**DOCUMENT SECTION:**
━━━━━━━━━━━━━━━━━━━━
PhD Studentship: Oceanographic and Biotic Changes in Australia During Oceanic Anoxic Events

University of Exeter - Camborne School of Mines

This project is one of a number that are in competition for funding from the NERC Great Western Four+ Doctoral Training Partnership (GW4+ DTP). The GW4+ DTP consists of the Great Western Four alliance of the University of Bath, University of Bristol, Cardiff University and the University of Exeter plus six Research Organisation partners: British Antarctic Survey, British Geological Survey, Centre for Ecology and Hydrology, the Met Office, the Natural History Museum and Plymouth Marine Laboratory. The partnership aims to provide a broad training in earth and environmental sciences, designed to train tomorrow’s leaders in earth and environmental science. For further details about the programme please see http://nercgw4plus.ac.uk/

The studentships will provide funding for a stipend which is currently £14,553 per annum for 2017-2018, research costs and UK/EU tuition fees at Research Council UK rates for 42 months (3.5 years) for full-time students, pro rata for part-time students.
━━━━━━━━━━━━━━━━━━━━
**DATA SECTION:**

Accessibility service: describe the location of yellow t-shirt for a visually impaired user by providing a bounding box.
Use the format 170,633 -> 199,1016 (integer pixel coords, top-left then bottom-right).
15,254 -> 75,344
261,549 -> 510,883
━━━━━━━━━━━━━━━━━━━━
**SHORT TASK:** Write out the passage of the PhD studentship notice above that runs from "The studentships will" to "for part-time students.", keeping every word unchanged.

**TASK RESULT:**
The studentships will provide funding for a stipend which is currently £14,553 per annum for 2017-2018, research costs and UK/EU tuition fees at Research Council UK rates for 42 months (3.5 years) for full-time students, pro rata for part-time students.